The task >> Below are the entries; set down each of them exactly.

[Dataset entries]
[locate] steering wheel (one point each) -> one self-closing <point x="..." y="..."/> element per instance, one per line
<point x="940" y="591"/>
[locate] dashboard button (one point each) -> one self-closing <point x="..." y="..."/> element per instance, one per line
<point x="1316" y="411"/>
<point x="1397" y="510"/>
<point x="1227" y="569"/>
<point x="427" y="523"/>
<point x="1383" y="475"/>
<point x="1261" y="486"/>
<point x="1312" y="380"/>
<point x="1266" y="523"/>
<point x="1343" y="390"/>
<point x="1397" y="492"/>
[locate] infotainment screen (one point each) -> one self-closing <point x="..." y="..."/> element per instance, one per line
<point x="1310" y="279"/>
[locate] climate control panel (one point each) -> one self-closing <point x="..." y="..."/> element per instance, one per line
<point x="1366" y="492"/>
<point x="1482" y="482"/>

Task result >>
[locate] steering wheel (one point each) -> one self-closing <point x="..." y="..."/> element per instance, one per line
<point x="940" y="591"/>
[locate] dashboard button (one point each) -> one self-closing <point x="..." y="..."/> element per instance, one per line
<point x="1316" y="411"/>
<point x="1397" y="510"/>
<point x="1227" y="569"/>
<point x="427" y="523"/>
<point x="1383" y="475"/>
<point x="1261" y="486"/>
<point x="1312" y="380"/>
<point x="1266" y="523"/>
<point x="1343" y="390"/>
<point x="1397" y="492"/>
[locate] infotainment screen (one point each) -> one self-closing <point x="..." y="..."/> element per instance, one per line
<point x="1310" y="279"/>
[locate] climate control panel (one point each) -> one self-closing <point x="..." y="..."/> element per instance, one per line
<point x="1366" y="492"/>
<point x="1482" y="482"/>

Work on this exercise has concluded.